What is the count of lines below that include "jeans"? Reply with nothing else.

#### Source material:
== == ==

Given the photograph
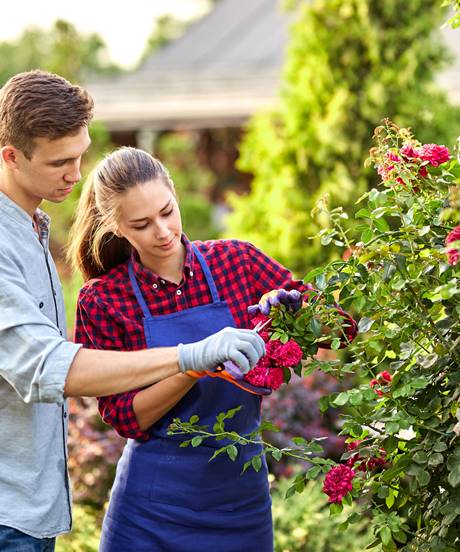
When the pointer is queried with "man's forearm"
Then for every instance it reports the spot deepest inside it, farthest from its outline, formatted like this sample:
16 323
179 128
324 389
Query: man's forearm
98 373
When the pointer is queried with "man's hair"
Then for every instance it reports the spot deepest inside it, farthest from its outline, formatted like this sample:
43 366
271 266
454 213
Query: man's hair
38 104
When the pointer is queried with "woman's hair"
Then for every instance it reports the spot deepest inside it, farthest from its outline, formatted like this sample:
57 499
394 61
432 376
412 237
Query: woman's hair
93 248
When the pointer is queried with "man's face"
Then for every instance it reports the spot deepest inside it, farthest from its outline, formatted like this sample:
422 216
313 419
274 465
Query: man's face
53 169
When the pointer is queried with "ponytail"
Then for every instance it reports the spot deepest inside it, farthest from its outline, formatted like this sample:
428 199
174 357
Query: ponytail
92 248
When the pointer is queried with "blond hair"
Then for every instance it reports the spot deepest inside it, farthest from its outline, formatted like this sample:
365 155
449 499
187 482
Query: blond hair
93 247
38 104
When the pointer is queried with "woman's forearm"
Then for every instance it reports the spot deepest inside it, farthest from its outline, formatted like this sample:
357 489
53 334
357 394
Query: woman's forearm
98 373
151 404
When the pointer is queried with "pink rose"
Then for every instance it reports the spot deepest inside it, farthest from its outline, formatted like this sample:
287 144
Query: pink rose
284 354
410 152
453 254
265 375
338 482
434 154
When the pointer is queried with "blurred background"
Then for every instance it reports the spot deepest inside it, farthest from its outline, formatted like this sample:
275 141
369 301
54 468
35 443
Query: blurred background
260 109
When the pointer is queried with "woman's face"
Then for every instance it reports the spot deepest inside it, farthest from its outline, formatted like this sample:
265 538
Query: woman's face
150 220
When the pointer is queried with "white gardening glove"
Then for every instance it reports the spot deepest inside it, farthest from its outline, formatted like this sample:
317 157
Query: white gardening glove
242 347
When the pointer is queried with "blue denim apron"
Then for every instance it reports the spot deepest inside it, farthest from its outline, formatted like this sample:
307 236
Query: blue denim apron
167 498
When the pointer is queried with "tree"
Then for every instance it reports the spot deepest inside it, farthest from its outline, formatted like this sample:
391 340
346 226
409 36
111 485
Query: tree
62 49
349 64
169 27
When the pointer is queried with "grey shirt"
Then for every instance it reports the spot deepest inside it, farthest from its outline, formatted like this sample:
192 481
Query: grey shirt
34 361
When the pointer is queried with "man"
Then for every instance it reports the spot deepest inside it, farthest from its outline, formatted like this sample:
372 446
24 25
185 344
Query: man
43 135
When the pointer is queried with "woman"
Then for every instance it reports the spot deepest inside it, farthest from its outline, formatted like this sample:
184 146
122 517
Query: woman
148 285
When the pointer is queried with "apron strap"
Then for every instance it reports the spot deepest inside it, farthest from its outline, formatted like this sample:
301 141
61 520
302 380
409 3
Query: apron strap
207 274
204 267
137 291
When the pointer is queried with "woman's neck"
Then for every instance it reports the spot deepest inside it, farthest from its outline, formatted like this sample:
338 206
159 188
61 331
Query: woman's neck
170 268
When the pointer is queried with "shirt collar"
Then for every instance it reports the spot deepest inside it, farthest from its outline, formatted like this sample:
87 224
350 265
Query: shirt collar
146 275
22 217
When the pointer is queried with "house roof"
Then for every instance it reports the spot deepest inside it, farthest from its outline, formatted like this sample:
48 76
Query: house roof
225 67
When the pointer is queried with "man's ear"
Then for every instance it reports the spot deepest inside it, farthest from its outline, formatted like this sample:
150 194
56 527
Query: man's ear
9 156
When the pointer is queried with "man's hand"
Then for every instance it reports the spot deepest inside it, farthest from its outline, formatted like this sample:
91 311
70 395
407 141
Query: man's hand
291 299
243 347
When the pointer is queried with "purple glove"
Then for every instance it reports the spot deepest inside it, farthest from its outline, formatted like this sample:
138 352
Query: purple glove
291 299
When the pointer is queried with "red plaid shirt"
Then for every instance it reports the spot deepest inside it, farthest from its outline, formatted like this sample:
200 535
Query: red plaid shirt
109 316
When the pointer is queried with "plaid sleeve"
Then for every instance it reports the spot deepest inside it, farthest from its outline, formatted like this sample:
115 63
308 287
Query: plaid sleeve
269 274
96 329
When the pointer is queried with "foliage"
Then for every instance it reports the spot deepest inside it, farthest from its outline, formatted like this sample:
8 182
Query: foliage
403 427
349 64
192 180
294 409
85 531
61 49
454 21
94 449
303 523
168 28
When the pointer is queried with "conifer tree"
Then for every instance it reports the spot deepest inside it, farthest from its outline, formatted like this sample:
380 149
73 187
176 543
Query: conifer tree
349 64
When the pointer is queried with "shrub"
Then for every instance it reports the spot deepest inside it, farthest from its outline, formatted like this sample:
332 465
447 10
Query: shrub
303 523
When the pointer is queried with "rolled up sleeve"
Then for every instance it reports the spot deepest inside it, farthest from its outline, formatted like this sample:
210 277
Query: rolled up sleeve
34 357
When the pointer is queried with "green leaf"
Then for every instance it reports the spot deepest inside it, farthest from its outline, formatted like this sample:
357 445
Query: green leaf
435 459
423 477
341 399
277 454
385 535
392 427
256 463
232 452
454 477
335 344
420 457
316 327
365 324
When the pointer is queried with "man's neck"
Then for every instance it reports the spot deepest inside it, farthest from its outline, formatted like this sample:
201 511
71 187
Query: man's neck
10 188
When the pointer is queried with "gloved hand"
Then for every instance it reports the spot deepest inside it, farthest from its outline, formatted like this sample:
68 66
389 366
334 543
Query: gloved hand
242 347
291 299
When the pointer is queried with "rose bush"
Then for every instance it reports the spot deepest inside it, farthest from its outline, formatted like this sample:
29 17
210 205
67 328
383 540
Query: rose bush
400 276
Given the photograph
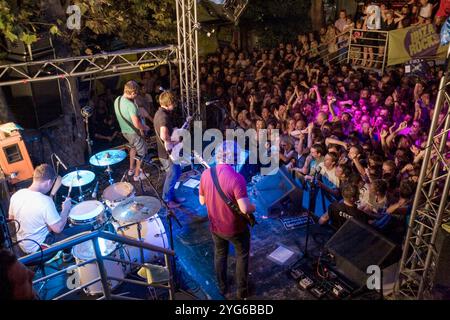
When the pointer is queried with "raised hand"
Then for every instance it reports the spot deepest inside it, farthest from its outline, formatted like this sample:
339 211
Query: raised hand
391 128
403 125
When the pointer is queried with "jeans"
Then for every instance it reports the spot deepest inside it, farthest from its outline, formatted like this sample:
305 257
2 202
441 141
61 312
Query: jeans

== == ==

#### Exercise solution:
2